I bought this cartridge of Pokémon Emerald in a thrift shop. The seller wasn't sure himself about the cartridge, but I bought it anyway.

Playing it, there doesn't seems to be any difference in-game, so I can't differentiate based on the content.

What make me still think it is fake is that chip at the very left side, the second largest one. Even then it looks like everything is authentic.

It looks like they ran out of a certain chip at the factory and said 'screw it' and used a different type. You can even see the lines are for the authentic one and so they just made the wires longer.

Is this cartridge real or fake?

## Records provided
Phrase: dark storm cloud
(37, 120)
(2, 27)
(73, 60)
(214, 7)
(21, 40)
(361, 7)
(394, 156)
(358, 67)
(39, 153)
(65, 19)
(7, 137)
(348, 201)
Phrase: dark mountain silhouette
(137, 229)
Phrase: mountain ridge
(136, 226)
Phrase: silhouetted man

## Exercise directions
Condense the paragraph of the Pokémon Emerald cartridge post that begins "It looks like they ran out" into one shorter sentence that retains its main points.

## Result for this exercise
The factory apparently ran out of one chip and used a different type, lengthening the wires because the board's lines were laid out for the authentic chip.